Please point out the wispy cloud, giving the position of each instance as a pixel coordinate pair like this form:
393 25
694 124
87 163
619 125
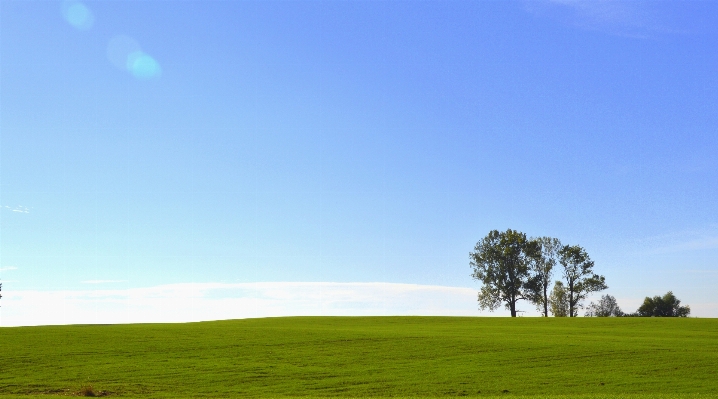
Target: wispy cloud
216 301
16 209
639 19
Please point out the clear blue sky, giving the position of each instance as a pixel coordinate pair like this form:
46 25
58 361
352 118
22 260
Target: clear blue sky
356 141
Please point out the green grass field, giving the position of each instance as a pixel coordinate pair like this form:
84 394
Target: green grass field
368 357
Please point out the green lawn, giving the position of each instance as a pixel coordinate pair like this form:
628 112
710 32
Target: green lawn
369 357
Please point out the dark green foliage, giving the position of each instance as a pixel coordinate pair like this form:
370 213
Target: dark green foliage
579 276
607 306
558 301
666 306
544 255
501 262
409 357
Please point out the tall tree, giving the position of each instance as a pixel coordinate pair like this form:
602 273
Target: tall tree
607 306
500 261
558 301
545 256
579 276
666 306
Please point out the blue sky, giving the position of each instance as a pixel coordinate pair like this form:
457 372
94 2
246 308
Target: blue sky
354 142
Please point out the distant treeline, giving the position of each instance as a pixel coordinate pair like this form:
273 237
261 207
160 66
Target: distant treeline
512 267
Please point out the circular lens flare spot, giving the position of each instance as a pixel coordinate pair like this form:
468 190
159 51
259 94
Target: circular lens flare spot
143 66
78 15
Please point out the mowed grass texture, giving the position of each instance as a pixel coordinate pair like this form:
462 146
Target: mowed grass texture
368 357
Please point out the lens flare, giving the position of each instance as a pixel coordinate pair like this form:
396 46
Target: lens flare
125 53
77 15
119 49
143 66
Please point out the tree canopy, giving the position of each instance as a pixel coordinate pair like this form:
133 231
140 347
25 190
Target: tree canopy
512 267
666 306
607 306
579 276
545 256
501 262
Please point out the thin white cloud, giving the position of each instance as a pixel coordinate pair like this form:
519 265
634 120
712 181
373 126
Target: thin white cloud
17 209
217 301
639 19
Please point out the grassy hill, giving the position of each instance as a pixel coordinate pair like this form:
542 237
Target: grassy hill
368 357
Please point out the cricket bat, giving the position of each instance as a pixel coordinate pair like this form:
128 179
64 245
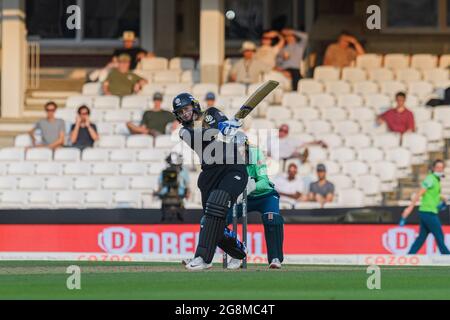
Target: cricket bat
255 99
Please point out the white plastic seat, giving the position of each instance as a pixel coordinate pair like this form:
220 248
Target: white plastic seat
318 127
67 154
233 89
346 127
391 88
48 169
351 198
294 100
133 169
106 102
353 74
424 61
41 199
69 199
86 183
370 154
59 183
115 183
355 168
13 199
31 183
140 141
12 154
20 169
92 154
98 199
154 63
76 169
369 61
342 154
357 141
421 89
310 86
104 169
341 181
74 102
179 63
326 73
350 101
408 75
114 141
22 140
121 155
337 87
417 144
386 140
135 102
127 199
381 75
396 61
365 87
322 100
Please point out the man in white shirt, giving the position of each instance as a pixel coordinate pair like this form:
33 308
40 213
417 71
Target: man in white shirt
290 187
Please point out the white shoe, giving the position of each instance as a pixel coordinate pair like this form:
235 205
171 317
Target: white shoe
275 264
234 264
198 264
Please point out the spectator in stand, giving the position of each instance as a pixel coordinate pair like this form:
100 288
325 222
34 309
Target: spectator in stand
288 148
398 119
248 69
343 52
290 187
154 122
269 50
135 53
121 81
210 99
83 133
52 129
322 190
290 57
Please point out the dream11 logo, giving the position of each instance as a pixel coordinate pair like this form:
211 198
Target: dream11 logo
117 240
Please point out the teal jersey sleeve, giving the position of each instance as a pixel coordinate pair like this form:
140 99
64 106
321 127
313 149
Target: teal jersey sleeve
257 169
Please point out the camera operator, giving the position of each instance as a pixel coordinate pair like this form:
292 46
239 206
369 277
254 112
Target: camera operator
173 187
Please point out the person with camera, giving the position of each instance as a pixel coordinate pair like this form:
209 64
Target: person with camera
173 187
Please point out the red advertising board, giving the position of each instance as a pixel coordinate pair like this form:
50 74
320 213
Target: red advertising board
181 239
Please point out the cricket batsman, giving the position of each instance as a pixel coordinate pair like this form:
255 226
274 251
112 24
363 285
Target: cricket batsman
223 178
432 202
263 198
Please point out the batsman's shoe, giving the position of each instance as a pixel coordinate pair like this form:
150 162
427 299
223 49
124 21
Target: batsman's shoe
234 264
275 264
198 264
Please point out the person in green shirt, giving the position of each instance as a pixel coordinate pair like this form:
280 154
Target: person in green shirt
121 81
432 202
155 121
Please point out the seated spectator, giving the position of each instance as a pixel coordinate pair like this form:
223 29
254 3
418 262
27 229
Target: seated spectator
52 129
322 190
342 53
121 81
135 53
154 122
290 57
248 69
288 148
83 133
290 186
398 119
269 50
210 99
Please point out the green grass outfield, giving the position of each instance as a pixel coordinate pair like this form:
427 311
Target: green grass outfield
108 280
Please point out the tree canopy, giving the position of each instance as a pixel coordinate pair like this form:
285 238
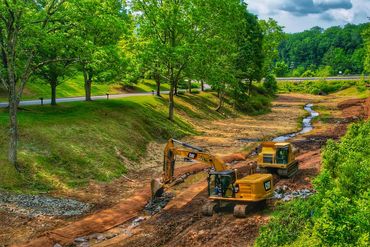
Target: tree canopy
341 48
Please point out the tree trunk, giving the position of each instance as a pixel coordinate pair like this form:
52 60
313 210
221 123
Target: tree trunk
158 82
250 88
171 101
88 81
13 130
53 86
220 100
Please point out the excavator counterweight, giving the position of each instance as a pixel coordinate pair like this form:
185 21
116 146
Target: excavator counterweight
278 157
224 186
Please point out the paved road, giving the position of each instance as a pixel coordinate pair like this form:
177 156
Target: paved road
80 99
333 78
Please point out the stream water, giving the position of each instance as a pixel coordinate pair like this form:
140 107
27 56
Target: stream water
306 127
306 123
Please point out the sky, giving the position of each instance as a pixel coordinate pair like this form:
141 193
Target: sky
300 15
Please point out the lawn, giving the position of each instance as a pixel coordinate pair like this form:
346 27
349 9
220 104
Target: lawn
68 145
74 87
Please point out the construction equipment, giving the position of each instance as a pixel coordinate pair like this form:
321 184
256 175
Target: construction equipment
224 186
278 157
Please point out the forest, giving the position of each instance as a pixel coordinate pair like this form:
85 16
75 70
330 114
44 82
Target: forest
197 69
323 52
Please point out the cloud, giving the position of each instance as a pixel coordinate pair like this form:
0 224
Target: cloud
298 15
305 7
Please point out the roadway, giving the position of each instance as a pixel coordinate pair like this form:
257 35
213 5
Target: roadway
332 78
80 99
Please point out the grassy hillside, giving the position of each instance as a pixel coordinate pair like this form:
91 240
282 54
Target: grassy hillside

--- Problem statement ---
Which of the lines above hold the word "hillside"? Copy each one.

--- Your solution ---
Please point out the grassy hillside, giving the position of each instance as a pixel coordinate pair like this form:
Target: grassy hillside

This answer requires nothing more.